TASK DETAILS
From the entries below, please output exactly the lines starting at the one containing "positive clicks: (577, 384)" and ending at the one containing "rough mask: <svg", both included.

DATA SECTION

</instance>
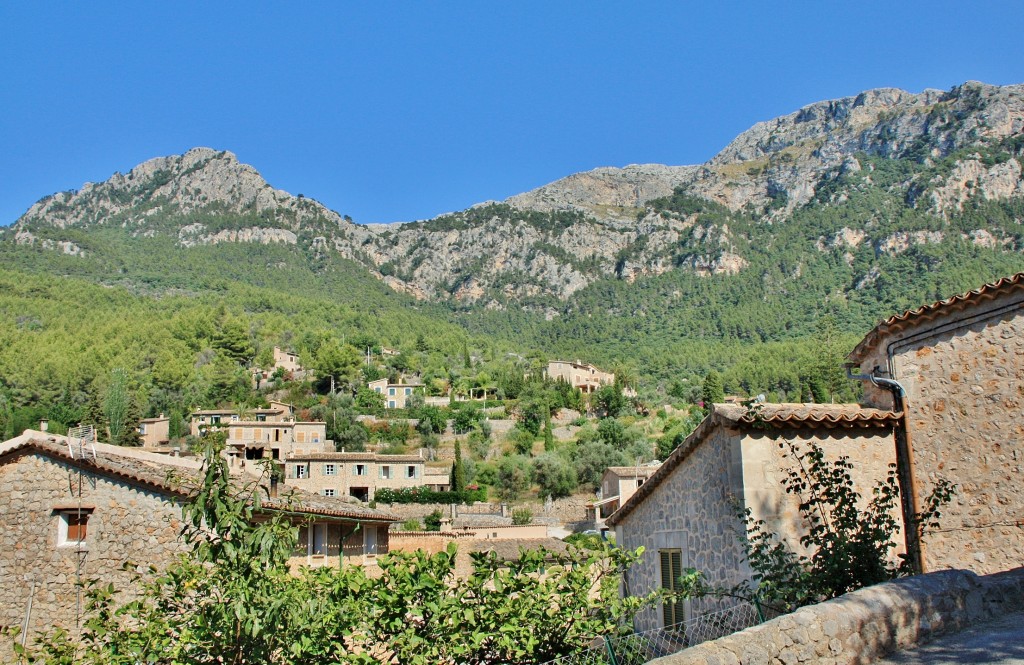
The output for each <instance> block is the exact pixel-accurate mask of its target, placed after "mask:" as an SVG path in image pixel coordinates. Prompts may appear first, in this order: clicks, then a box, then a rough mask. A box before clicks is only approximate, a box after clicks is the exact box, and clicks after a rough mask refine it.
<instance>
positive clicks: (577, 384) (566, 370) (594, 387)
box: [545, 361, 615, 393]
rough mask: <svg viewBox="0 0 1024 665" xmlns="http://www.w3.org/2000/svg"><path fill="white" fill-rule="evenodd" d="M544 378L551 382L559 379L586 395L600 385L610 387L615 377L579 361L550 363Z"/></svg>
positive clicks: (609, 374) (555, 361)
mask: <svg viewBox="0 0 1024 665" xmlns="http://www.w3.org/2000/svg"><path fill="white" fill-rule="evenodd" d="M545 376H547V377H548V378H549V379H551V380H552V381H557V380H558V379H561V380H563V381H565V382H566V383H568V384H569V385H571V386H572V387H574V388H579V389H580V391H582V392H586V393H590V392H595V391H596V390H597V389H598V388H600V387H601V386H602V385H612V384H613V383H614V382H615V375H614V374H612V373H611V372H602V371H601V370H599V369H597V368H596V367H594V366H593V365H588V364H586V363H581V362H580V361H575V362H569V361H551V362H549V363H548V369H547V370H546V371H545Z"/></svg>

ANSWER FOR THIS EXERCISE
positive clicks: (577, 384) (566, 370) (594, 387)
box: [545, 361, 615, 393]
rough mask: <svg viewBox="0 0 1024 665" xmlns="http://www.w3.org/2000/svg"><path fill="white" fill-rule="evenodd" d="M544 378L551 382L559 379L586 395L600 385L610 387L615 377L579 361L550 363Z"/></svg>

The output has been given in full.